Pick out and copy every line in the records below that contains the word "citrus". Treat case as significant.

EXERCISE MATERIALS:
## BEGIN

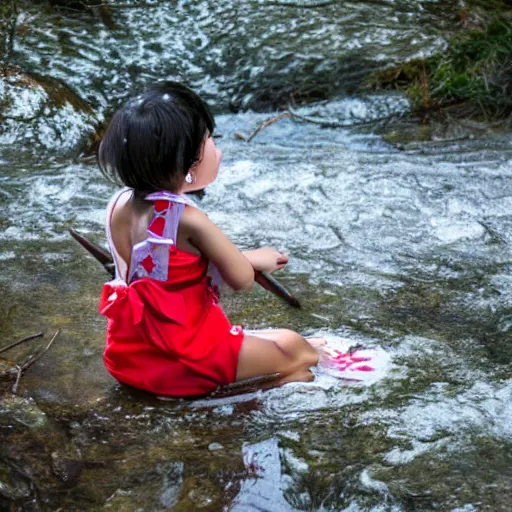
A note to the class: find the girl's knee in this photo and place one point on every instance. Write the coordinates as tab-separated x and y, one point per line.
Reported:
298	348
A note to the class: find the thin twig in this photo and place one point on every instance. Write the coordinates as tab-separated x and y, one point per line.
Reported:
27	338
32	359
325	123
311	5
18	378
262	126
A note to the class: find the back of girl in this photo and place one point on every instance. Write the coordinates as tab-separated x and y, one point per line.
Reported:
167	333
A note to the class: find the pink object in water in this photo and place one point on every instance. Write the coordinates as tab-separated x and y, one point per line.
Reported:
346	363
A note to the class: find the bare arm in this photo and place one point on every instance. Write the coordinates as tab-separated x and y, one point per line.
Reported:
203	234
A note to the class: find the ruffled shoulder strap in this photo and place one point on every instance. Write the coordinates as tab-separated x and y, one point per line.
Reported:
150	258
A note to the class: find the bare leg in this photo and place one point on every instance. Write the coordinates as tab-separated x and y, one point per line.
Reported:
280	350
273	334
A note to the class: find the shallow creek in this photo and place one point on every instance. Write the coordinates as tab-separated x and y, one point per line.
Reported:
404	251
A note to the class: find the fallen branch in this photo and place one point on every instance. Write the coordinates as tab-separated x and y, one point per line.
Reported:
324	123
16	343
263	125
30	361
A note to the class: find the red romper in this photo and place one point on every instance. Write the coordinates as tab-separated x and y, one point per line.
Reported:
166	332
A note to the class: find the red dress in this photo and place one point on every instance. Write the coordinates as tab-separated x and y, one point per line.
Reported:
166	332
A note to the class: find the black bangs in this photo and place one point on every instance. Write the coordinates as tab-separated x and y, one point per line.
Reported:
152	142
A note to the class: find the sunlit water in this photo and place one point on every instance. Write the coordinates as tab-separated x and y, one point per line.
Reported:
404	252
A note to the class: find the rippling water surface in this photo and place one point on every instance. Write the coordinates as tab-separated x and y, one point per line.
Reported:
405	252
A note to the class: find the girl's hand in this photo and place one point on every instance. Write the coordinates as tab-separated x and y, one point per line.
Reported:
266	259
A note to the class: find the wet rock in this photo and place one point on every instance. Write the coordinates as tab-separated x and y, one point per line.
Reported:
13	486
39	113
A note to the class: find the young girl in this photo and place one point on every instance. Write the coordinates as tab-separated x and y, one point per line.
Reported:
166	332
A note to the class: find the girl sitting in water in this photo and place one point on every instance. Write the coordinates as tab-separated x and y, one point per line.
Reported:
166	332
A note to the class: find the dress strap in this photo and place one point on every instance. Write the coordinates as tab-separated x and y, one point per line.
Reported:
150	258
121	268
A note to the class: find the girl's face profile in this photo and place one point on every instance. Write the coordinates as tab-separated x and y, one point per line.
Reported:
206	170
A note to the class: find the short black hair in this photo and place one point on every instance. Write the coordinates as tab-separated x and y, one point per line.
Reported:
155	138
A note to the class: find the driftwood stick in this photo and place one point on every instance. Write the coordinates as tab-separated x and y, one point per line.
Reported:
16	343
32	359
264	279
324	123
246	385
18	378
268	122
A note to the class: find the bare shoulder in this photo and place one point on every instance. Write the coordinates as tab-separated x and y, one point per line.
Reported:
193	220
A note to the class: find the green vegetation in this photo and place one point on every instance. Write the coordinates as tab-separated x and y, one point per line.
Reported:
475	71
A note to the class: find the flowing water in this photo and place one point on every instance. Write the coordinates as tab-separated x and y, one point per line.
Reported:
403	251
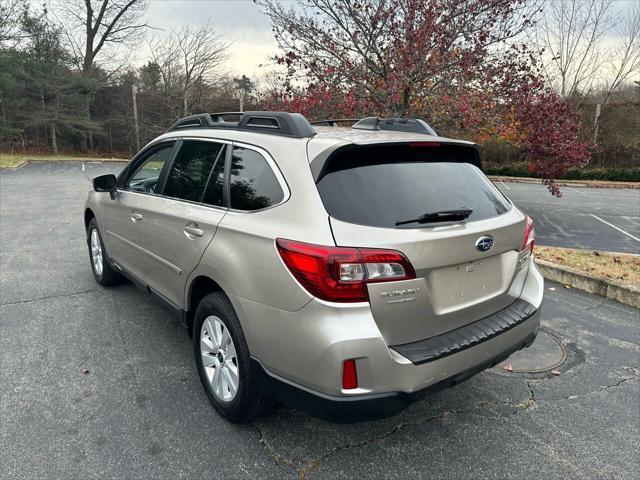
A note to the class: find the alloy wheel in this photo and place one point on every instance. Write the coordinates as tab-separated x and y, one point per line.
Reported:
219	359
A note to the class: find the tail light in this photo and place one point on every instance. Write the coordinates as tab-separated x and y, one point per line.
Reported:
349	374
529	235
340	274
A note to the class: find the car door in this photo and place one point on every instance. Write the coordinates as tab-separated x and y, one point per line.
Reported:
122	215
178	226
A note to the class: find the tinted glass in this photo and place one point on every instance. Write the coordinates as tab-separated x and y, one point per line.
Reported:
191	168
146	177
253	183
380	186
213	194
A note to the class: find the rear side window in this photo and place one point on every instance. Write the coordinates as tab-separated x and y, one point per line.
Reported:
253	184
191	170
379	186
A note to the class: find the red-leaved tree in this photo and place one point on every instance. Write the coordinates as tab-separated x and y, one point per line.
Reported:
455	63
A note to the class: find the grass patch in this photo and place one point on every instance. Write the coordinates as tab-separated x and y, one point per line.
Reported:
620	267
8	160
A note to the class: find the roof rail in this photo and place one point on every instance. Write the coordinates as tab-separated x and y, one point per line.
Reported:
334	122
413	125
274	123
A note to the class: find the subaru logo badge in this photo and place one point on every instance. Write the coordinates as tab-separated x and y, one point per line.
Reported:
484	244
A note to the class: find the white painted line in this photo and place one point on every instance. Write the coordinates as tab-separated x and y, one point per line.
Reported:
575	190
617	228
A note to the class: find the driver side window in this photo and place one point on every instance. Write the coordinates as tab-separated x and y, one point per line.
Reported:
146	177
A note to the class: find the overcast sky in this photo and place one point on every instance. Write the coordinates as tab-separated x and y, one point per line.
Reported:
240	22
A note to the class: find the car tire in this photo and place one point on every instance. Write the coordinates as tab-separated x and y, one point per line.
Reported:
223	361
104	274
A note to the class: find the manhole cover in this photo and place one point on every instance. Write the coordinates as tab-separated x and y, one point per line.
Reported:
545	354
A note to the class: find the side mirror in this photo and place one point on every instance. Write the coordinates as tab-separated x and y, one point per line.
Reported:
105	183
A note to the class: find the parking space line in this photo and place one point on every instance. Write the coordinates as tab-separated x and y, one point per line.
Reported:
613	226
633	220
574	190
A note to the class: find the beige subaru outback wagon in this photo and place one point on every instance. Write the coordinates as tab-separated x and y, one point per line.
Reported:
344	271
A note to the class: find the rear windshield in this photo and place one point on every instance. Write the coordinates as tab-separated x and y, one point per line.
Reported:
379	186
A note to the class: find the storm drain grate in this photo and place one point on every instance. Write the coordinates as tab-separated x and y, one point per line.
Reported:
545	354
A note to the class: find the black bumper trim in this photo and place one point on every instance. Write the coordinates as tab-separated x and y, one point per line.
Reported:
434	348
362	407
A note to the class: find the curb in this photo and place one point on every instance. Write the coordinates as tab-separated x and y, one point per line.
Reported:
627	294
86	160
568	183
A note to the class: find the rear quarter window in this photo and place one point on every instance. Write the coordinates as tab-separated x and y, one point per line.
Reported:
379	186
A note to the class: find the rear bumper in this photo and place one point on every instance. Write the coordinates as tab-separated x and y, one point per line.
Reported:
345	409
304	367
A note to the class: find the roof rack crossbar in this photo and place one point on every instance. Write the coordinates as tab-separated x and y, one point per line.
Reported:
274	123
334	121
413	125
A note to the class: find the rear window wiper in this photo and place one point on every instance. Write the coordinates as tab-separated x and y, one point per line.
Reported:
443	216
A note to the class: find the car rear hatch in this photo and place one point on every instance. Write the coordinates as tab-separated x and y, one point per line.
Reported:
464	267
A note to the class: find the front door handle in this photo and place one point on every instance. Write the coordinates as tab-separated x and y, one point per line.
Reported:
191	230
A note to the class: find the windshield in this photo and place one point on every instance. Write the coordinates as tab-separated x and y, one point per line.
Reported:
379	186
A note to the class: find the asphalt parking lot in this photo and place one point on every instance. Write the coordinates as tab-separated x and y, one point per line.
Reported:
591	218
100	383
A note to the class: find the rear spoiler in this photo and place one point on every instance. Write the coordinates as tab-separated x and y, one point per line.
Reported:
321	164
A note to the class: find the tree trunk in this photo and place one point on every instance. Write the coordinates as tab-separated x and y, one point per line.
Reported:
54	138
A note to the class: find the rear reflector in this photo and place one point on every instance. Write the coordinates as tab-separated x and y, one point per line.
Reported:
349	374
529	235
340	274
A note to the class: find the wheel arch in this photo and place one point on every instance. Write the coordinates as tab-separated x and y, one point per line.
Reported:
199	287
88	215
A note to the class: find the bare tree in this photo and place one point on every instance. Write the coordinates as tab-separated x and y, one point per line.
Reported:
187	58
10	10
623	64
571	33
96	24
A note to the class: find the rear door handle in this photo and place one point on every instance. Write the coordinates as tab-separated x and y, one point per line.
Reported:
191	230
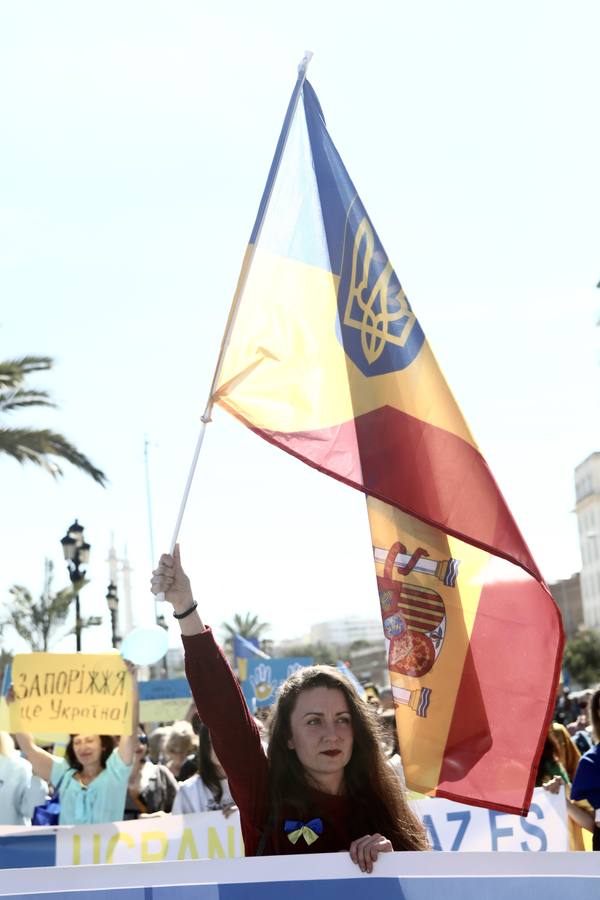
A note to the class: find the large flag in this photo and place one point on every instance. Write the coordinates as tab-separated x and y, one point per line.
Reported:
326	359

## END
## BEGIN

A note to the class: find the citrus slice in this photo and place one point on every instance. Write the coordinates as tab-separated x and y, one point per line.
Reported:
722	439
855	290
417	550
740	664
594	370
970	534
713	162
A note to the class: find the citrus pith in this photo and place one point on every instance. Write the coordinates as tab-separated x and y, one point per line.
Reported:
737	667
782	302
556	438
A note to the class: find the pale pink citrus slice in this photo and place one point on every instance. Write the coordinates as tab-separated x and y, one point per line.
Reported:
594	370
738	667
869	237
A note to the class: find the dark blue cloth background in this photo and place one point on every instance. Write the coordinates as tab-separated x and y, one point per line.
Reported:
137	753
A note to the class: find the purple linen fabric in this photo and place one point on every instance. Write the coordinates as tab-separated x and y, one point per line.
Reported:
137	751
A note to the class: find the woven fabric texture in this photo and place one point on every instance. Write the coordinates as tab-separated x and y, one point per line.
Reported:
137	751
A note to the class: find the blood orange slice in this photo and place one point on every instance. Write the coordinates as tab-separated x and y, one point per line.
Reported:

## END

CORRECT RESPONSE:
A note to the class: find the citrus slice in this photo and place one point on every instance. Write the coordinates as tab-separated x and y, one point per line.
A note to the class: find the citrus pith in this photo and place one point on every instance. Write the coordinates as tab-separated x and y, one point per line.
A note to the class: find the pale pink citrus slice in this photo and place one point on every instance. Write the coordinates as tab-separated x and y, one point per line.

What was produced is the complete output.